## begin MATERIAL FOR THE TASK
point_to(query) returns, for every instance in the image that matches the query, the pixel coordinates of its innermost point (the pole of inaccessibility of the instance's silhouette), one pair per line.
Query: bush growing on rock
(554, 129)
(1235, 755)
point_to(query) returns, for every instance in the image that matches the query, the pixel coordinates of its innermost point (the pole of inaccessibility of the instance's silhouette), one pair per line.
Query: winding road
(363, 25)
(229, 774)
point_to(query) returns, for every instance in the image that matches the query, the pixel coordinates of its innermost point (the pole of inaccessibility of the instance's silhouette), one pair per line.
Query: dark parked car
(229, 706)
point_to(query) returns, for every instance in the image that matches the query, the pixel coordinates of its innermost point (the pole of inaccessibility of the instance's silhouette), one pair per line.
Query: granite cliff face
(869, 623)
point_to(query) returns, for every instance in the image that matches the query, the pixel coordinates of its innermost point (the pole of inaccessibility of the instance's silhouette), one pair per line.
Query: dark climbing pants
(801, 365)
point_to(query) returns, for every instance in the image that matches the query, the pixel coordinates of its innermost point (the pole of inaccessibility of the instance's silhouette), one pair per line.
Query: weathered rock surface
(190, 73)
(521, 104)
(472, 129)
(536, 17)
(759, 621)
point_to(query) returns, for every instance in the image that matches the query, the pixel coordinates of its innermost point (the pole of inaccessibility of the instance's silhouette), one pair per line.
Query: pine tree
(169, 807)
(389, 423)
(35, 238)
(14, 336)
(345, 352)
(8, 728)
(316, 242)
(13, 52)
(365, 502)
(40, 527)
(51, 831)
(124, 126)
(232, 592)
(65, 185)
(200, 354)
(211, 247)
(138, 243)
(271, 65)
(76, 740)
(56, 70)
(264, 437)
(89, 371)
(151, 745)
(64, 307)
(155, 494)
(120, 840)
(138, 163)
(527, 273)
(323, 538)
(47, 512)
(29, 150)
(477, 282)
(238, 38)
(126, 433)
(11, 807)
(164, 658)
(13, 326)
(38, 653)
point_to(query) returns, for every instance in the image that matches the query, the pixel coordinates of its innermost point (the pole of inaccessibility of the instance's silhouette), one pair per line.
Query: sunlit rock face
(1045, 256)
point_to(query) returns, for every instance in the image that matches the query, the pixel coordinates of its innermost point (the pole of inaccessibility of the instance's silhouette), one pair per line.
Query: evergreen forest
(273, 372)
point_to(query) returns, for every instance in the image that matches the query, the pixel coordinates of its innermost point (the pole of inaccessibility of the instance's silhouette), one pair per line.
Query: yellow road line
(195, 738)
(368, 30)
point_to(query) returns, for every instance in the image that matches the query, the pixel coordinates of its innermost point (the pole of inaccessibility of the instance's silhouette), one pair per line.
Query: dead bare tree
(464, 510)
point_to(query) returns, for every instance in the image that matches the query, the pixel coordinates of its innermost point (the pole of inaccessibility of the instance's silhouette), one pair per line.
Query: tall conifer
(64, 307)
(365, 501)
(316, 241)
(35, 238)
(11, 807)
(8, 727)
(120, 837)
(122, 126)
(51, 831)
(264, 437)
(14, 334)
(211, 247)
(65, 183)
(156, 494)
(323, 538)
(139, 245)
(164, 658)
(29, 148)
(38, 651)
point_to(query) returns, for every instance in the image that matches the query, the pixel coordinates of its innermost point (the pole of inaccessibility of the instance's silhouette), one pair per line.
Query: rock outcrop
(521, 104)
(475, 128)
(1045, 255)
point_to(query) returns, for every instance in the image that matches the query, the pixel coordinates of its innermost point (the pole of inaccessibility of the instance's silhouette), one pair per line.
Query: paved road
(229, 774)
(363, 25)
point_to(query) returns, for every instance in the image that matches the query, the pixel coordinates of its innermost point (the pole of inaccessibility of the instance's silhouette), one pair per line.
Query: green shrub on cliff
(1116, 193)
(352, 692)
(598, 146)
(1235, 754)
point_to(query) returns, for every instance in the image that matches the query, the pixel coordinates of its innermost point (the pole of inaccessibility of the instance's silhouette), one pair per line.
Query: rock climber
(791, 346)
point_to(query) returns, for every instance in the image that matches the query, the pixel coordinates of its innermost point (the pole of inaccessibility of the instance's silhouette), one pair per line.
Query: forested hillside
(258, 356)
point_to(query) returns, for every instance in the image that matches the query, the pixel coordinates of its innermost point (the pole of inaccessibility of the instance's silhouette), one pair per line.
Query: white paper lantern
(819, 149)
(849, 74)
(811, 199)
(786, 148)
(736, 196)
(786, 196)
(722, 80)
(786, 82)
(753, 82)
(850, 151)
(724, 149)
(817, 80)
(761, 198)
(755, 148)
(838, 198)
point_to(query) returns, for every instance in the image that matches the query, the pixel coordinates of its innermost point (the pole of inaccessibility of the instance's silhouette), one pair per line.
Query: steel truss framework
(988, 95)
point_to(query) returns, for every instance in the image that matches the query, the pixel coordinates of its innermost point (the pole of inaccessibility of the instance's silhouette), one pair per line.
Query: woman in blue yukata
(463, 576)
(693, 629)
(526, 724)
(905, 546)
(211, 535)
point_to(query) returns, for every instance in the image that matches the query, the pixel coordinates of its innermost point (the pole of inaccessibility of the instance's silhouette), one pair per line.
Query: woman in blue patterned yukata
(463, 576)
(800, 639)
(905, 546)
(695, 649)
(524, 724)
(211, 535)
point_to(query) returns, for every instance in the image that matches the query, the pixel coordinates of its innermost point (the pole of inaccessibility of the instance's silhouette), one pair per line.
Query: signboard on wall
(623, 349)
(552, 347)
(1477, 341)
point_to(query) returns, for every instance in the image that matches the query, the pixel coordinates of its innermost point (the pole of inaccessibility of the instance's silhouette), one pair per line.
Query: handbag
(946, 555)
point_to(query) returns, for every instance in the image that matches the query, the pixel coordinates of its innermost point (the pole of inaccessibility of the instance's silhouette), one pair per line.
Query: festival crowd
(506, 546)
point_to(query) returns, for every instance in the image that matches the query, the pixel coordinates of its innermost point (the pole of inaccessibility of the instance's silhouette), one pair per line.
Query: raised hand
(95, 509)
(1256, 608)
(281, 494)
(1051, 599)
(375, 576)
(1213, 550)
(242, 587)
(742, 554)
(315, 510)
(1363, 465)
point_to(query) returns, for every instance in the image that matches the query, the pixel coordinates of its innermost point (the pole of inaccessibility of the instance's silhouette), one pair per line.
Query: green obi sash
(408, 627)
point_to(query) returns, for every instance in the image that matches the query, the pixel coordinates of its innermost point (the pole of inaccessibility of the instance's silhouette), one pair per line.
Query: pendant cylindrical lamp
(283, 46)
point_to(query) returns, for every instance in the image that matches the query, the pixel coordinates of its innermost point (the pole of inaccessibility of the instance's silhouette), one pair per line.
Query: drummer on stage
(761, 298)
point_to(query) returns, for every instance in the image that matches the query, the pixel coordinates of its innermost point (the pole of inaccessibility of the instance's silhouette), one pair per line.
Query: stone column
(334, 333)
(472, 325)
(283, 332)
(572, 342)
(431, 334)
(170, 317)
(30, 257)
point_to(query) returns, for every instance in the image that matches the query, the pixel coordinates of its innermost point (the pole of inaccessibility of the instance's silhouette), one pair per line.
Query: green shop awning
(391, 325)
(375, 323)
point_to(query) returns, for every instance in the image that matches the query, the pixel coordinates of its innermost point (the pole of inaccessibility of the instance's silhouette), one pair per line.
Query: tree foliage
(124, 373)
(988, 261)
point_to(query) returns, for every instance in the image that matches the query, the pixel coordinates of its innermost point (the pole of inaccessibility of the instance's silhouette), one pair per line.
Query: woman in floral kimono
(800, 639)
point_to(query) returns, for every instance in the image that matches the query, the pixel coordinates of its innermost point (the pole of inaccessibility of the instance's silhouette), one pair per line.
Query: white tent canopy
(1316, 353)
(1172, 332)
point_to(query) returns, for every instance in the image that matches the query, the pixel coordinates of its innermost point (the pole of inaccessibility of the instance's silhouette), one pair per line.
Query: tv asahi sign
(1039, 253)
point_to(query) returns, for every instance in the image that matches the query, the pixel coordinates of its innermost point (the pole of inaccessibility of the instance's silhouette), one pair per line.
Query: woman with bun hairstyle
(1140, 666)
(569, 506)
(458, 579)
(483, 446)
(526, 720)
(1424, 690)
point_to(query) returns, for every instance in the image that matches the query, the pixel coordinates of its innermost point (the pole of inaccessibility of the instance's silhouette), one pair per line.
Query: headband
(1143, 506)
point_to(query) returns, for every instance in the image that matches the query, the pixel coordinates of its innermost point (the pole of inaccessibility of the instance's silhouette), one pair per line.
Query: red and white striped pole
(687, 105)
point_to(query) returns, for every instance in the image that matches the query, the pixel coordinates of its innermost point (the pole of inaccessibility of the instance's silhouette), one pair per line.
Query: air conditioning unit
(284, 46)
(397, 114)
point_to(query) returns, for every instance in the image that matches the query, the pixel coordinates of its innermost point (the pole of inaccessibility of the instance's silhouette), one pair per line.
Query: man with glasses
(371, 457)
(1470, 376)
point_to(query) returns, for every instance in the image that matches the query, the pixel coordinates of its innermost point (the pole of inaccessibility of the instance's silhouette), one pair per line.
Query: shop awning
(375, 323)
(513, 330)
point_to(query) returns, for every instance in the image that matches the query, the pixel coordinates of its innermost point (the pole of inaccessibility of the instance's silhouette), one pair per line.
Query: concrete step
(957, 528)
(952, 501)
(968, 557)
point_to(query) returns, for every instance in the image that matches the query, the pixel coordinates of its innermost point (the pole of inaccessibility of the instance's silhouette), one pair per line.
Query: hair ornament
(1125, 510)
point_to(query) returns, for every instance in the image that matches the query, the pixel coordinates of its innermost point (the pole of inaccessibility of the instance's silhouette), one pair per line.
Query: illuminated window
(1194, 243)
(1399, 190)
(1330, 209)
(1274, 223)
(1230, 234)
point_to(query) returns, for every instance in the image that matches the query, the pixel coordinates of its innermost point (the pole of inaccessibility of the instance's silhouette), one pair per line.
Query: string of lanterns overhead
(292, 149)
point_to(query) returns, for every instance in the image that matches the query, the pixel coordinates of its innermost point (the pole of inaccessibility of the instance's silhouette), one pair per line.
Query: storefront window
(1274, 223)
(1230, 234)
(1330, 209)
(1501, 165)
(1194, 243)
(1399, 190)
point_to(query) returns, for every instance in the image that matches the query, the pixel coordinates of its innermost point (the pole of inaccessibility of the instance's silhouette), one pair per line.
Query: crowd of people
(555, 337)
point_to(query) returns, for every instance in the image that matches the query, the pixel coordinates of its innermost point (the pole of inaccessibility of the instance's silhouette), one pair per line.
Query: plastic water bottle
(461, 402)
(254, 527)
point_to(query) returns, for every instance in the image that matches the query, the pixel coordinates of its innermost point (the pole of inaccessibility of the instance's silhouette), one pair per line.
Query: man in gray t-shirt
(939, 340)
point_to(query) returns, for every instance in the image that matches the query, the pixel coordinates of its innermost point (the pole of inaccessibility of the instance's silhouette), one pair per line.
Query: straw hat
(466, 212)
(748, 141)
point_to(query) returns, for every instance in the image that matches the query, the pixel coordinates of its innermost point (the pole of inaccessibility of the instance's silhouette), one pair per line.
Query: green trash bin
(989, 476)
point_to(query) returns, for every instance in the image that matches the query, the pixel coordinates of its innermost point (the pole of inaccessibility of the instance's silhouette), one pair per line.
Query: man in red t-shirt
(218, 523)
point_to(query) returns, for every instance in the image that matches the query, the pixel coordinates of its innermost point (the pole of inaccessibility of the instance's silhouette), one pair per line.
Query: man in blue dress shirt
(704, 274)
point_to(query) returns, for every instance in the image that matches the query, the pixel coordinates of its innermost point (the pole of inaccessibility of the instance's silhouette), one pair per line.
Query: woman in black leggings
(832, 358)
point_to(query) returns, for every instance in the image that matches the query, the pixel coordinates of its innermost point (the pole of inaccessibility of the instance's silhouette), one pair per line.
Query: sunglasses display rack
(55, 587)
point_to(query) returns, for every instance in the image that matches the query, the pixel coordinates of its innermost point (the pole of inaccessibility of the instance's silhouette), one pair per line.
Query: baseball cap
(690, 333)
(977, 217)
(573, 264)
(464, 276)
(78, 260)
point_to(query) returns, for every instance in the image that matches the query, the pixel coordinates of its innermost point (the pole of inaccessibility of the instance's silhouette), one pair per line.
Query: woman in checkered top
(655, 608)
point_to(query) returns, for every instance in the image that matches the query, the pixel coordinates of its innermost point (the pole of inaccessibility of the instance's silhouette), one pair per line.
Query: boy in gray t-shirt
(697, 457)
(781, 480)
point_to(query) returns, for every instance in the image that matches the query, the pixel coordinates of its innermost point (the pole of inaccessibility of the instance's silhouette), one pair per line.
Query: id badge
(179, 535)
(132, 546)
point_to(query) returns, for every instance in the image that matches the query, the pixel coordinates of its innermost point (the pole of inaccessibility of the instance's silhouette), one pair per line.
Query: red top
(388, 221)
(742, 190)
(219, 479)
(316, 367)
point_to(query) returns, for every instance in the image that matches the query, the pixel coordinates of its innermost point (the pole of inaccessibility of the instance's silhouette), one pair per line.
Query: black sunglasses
## end MATERIAL FOR THE TASK
- [WHAT NEEDS TO BE DONE]:
Rewrite the listing starting at its first line and ending at the line containing "(1235, 755)", replacing "bush" with "shrub" and leaving everything else unchanged.

- [RESULT FOR THIS EXERCISE]:
point_to(query) returns, for every instance in the image that matches the query, the pixel coordinates of its innermost point (the pole of inaccessibility of the instance's silhouette), one pair per line.
Query: shrub growing on rock
(554, 129)
(1235, 755)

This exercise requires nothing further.